§ **REQUIREMENT**: Using the listing below, say how many lines have the string "pink" in them, giving the number alone.
(DATA FOR THE TASK)
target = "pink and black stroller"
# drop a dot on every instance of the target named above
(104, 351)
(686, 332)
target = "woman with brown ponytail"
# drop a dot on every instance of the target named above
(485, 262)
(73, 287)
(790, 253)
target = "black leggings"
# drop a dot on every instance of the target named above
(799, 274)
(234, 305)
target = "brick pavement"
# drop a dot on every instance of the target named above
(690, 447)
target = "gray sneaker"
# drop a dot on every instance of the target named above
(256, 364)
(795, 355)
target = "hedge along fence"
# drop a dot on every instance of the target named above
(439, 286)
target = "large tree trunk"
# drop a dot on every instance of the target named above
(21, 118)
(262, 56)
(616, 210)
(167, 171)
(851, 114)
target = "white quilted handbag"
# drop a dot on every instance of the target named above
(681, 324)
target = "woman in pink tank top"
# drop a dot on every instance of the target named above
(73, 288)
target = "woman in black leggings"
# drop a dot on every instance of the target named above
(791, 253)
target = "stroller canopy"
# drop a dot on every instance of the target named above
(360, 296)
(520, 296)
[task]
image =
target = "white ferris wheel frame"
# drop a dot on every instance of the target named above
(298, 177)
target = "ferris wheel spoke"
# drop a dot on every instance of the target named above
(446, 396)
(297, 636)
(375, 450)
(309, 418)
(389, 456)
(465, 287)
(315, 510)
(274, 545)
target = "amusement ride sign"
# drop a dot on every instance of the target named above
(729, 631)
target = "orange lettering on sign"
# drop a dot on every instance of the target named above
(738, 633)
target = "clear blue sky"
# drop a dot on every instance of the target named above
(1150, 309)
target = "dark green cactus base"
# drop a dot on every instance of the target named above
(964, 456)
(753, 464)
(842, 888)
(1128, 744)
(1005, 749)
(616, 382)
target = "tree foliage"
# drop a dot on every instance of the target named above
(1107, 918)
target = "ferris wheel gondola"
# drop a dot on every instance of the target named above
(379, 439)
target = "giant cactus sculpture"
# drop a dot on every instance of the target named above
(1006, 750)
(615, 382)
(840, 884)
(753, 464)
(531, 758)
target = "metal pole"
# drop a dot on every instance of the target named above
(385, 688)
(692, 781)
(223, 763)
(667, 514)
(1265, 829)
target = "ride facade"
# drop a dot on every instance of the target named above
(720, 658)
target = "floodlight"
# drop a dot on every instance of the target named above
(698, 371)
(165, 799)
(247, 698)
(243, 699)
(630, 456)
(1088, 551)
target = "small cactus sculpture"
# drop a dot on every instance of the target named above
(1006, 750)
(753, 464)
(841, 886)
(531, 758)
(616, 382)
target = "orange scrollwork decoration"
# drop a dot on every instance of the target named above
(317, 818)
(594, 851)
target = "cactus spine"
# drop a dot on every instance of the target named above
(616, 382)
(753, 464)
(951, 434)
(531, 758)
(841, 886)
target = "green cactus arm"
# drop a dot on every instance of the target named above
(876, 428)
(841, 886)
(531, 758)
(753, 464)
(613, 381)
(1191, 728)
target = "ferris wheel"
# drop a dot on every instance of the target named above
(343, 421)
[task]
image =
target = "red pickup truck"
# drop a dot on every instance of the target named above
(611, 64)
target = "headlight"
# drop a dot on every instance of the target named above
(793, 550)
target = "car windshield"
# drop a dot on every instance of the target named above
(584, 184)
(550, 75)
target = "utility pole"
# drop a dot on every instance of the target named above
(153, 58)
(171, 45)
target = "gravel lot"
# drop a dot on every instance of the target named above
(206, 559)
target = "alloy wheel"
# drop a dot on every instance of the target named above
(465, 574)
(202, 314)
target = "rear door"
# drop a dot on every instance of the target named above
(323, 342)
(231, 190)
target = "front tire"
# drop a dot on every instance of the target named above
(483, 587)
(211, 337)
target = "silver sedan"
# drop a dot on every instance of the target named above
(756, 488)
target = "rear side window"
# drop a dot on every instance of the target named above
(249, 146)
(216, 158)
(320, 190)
(End DATA FOR THE TASK)
§ **TASK OUTPUT**: 2